• WHAT THIS TASK INVOLVES
Edit the records, changing "field log" to "site survey" throughout and leaving everything else unchanged.

[Position identification records]
━━━━
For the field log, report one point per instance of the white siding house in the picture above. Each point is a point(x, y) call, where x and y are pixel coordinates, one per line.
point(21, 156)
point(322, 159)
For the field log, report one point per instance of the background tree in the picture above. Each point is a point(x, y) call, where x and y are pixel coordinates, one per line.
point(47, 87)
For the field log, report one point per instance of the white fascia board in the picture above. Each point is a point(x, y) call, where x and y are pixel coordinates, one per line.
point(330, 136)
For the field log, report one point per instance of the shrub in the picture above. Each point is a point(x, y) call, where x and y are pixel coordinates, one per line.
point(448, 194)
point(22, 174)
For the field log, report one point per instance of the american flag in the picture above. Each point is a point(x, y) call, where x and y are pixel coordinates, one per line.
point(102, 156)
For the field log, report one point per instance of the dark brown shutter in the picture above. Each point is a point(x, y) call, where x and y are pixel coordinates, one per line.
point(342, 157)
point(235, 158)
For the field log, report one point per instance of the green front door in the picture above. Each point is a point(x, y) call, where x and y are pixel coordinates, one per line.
━━━━
• SOLUTION TO THIS TASK
For the site survey, report one point per instance of the white siding house in the picture above. Each point is a point(x, y) call, where x and y are pixel coordinates, one per line.
point(21, 156)
point(322, 159)
For the site survey, report one point per instance of the background tree in the picture above. Each point is a point(x, y) call, where x and y are pixel coordinates, one per line.
point(47, 87)
For the site survey, report one point per instance of the white fascia board in the picture above. Each point is a point(x, y) call, where x and y are pixel coordinates, one per line.
point(330, 136)
For the site survey, report one point per instance of the shrub in the picture above. Each point is a point(x, y) call, where x and y are pixel coordinates, one per line.
point(448, 194)
point(22, 174)
For the site survey, report one point per instance of the american flag in the picture above. Each point is a point(x, y) call, where x and y are pixel coordinates, one per line.
point(102, 156)
For the site survey, report one point per instance of the dark brown shutter in the picture above. Each point is a point(x, y) call, where x and y are pixel coordinates, one per line.
point(342, 157)
point(235, 158)
For the site survey, report one point per instance of the green front door in the picture above. Each point is a point(x, y) call, where x and y are pixel coordinates, one per line.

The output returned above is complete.